▸ CONSEGNA:
Riscrivi tutto ciò che va dall'inizio dell'elenco fino alla riga che contiene "[523,162,569,176]" compresa, richieste incluse, e sposta ogni coordinata dei riquadri nelle risposte aggiungendo 53 a ciascun numero.

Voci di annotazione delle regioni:
▶

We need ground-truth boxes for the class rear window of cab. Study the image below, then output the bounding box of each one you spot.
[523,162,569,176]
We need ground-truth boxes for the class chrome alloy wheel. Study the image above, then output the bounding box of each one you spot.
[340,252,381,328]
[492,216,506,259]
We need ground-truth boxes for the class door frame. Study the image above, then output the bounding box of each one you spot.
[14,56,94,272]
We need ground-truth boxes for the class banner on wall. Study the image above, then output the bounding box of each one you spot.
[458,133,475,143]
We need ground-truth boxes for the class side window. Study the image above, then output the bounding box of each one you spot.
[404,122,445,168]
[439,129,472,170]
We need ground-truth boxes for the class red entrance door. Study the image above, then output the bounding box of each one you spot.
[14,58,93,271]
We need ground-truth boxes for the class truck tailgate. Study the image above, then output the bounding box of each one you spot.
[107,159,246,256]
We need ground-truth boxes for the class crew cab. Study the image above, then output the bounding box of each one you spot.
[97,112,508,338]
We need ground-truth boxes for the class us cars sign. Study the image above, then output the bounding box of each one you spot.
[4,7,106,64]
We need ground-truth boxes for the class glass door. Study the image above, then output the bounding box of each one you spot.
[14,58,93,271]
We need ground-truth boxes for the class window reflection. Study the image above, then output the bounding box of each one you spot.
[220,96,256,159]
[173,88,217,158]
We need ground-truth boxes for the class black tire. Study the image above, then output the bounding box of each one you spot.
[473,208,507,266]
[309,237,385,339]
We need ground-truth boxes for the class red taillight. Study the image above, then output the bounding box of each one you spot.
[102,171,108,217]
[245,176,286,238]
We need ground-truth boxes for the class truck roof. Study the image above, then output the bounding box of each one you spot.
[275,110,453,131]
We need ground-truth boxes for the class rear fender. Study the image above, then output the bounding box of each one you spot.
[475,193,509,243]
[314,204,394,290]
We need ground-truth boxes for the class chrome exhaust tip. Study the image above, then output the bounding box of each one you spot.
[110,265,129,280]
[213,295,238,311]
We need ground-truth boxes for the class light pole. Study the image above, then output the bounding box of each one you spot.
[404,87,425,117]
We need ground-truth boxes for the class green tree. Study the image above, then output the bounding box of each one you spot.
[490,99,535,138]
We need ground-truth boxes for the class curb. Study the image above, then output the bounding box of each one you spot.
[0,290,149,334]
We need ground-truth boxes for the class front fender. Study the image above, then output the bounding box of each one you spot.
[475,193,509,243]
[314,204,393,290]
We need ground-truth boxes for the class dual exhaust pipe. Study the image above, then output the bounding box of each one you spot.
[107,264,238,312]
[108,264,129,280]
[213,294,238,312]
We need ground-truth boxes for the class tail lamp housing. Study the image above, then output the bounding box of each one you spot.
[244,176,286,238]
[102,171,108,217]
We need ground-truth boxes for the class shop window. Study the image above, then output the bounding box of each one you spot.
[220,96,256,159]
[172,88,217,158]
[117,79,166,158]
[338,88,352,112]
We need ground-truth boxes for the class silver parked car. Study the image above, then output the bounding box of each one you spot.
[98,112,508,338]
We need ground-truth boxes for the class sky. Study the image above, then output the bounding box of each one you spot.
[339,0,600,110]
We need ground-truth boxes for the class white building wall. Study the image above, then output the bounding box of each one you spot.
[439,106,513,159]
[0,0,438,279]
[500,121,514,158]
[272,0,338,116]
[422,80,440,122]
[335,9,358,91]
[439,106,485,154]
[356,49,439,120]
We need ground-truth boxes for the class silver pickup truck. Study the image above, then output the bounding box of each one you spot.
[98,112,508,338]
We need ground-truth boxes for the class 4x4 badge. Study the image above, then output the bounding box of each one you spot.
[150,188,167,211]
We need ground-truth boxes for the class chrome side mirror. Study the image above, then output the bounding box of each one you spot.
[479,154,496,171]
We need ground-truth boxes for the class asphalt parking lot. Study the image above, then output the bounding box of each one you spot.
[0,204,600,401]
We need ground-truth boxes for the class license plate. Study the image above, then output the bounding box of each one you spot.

◀

▸ SVOLGIMENTO:
We need ground-truth boxes for the class rear window of cab. Study the image below, then output the bounding box of each one you spot.
[576,215,622,229]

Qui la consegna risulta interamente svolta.